As New Zealand house prices continue to soar, it is worth examining the origins of this amazing boom.

Why has New Zealand’s average house value rocketed from just $25,500 in Dec 1980 to an estimated $715,500 at the end of last year?


The average New Zealand house is now worth 28 times more than it was 40 years ago while the NZX 50 Capital Index has appreciated a more modest tenfold over the same period.

Meanwhile, United States equity markets have completely outperformed the country’s housing market over the same 40-year period. The median US house price has appreciated just five times since Dec 1980 while the Dow Jones Industrial Average has risen by 33 times, the S&P 500 Index 28 times and the Nasdaq by a massive 64 times.

Forty years ago, New Zealand house prices were much lower than US house prices, but our prices are now more than 50% higher.

What has caused this dramatic turnaround?

Banking regulation

The banking sector has played a huge role in the residential property market in recent years but before 1984, it was heavily regulated and had little exposure to residential property. 

Trading banks were hamstrung by myriad government regulations, ratio requirements, and guidelines. These requirements dictated what interest rate they paid on deposits, who they lent to, their lending growth rate and the interest rates they charged on their loans.

Ratio requirements forced trading banks to invest a percentage of their assets, usually around 30% or more, in government or Reserve Bank securities and they had qualitative government requirements to give a high priority to sectors such as farming and exporters and a low priority to importers and speculators.

Prime Minister Robert Muldoon began to ease these restrictions in the late-1970s but when interest rates increased in late 1981, he reintroduced many of the earlier rules and regulations.

The optimism of the early Muldoon years had completely evaporated by the end of his reign. By mid-1984, most of the ground gained through deregulation in the early Muldoon years had been reversed and the banks were no better off than they had been in the mid-1970s.

Roger Douglas

The election of the fourth Labour government on July 14, 1984, with Roger Douglas as Finance Minister, was a watershed event for the banking sector. 

Two weeks after the election, Douglas removed all controls on borrowing and lending interest rates and on Aug 30, he got rid of the “30-day” rule which had prohibited banks from paying interest on deposits of 30 days or less.

On Nov 18, he removed all outstanding lending guidelines and on Feb 11, 1985, all requirements to hold government securities were taken away. Thus, less than seven months after the 1984 election, the Labour government had removed all trading bank controls.

The major trading banks now had unprecedented freedom to set borrowing and lending interest rates and to determine where they lent.

[Stored records]

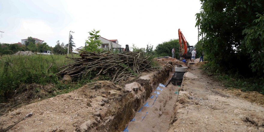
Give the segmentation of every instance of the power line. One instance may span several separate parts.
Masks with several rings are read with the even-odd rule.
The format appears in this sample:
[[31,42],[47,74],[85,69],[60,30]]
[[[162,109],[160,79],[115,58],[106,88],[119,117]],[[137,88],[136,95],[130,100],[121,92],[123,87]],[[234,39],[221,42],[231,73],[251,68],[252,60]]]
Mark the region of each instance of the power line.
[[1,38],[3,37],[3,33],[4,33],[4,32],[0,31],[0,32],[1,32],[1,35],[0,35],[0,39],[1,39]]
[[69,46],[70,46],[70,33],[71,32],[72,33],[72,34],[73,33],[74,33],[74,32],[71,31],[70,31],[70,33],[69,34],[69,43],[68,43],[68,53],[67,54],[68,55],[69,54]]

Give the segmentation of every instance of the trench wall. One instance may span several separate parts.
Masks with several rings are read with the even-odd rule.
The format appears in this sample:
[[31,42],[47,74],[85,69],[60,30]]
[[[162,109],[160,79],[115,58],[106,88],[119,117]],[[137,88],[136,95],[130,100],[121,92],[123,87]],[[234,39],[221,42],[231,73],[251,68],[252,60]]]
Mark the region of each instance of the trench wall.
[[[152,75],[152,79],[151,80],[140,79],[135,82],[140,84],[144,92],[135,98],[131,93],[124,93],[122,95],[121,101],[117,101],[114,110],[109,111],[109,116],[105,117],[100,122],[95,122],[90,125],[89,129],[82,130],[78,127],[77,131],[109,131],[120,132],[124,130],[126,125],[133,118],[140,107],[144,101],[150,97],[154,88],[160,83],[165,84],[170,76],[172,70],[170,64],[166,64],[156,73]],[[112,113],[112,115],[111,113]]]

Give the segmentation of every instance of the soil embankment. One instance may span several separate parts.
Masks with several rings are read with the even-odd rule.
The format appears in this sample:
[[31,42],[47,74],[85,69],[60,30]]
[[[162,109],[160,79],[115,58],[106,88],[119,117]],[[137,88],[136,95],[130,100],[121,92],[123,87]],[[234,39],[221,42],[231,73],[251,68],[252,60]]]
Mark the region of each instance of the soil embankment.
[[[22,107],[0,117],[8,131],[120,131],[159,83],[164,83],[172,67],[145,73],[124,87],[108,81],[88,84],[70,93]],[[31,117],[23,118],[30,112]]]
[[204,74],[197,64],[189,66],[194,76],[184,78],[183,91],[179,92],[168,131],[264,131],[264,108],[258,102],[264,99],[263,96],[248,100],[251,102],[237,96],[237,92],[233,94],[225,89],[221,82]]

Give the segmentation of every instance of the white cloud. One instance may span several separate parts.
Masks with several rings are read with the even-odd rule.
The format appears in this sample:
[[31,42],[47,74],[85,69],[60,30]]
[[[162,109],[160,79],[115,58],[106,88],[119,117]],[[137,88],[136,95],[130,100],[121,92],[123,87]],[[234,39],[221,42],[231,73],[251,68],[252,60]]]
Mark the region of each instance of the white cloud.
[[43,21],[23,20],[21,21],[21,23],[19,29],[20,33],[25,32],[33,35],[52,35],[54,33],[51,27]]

---

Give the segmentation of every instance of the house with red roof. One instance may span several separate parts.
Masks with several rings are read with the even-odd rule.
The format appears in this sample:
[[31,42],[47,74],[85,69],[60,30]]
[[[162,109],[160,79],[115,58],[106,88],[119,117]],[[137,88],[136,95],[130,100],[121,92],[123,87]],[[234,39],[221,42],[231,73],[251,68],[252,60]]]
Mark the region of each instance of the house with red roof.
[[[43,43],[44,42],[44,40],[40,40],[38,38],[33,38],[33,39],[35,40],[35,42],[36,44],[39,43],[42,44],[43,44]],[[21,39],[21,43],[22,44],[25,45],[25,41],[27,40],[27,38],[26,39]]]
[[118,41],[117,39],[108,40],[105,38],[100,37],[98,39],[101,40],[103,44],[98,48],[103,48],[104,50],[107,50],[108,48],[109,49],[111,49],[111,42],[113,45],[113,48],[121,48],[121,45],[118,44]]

* * *

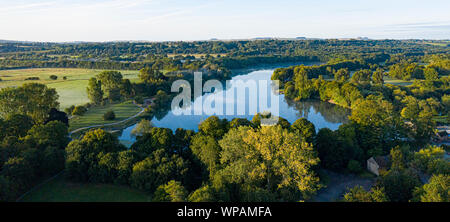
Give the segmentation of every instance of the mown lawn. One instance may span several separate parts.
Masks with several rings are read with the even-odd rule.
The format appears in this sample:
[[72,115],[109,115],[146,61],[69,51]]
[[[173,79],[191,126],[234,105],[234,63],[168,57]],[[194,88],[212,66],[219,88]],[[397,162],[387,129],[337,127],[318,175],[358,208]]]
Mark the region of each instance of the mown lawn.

What this exercise asks:
a) Extract from the New Zealand house prices article the passage starting with "The election of" and going on through "where they lent.", copied word for word.
b) According to the New Zealand house prices article, what did government requirements dictate for trading banks before 1984? List each item.
c) Carry on the New Zealand house prices article from its last sentence.

Responses:
a)
The election of the fourth Labour government on July 14, 1984, with Roger Douglas as Finance Minister, was a watershed event for the banking sector. 

Two weeks after the election, Douglas removed all controls on borrowing and lending interest rates and on Aug 30, he got rid of the “30-day” rule which had prohibited banks from paying interest on deposits of 30 days or less.

On Nov 18, he removed all outstanding lending guidelines and on Feb 11, 1985, all requirements to hold government securities were taken away. Thus, less than seven months after the 1984 election, the Labour government had removed all trading bank controls.

The major trading banks now had unprecedented freedom to set borrowing and lending interest rates and to determine where they lent.

b)
- The interest rate they paid on deposits
- Who they lent to
- Their lending growth rate
- The interest rates they charged on their loans

c)
This seven-month blitz of banking deregulation has had a massive long-term impact on bank lending to the housing market, as illustrated by the following figures:

  • In March 1984, just four months before the election, trading banks had total residential mortgage loans of just $0.9 billion, representing 13.6% of total lending. 
  • At the end of 2020, the banks had housing loans of $296 billion, representing 60.8% of total bank lending.

Massive bank lending has fuelled the housing market, although there have been other contributing factors.

Made with Flourish

Just think what $296b of lending to domestic sharemarket investors might have done, as the NZX is worth only $182b now compared with $18b at the time of the 1984 general election. 

The role of banks

Banks are financial intermediaries; they take deposits from customers and on-lend to areas where they believe they will get the best return for the lowest amount of risk. 

Unfortunately, our major, Australian-owned banks don’t seem to have much confidence in the New Zealand business sector as most of their lending goes into residential property as follows:

  • 68.9% of ASB loans are on residential mortgages.
  • Housing accounts for 67.1% of ANZ lending.
  • 51.6% of BNZ’s advances are in the form of housing loans.
  • Westpac has 62.3% of its lending on residential mortgages.

 It is in the banks’ best interests to keep the residential market elevated, as any major downturn in house prices would have a material impact on their profitability.

The problem with this is who is going to fund the business sector as companies attempt to climb out of the covid-induced downturn?

Businesses will continue to be heavily dependent on the government as the banks, which are the country’s largest financial intermediaries by a wide margin, are now primarily focused on residential property lending.

Disclosure of interests: Brian Gaynor is a non-executive director of Content Limited, the publisher of BusinessDesk, and of Milford Asset Management.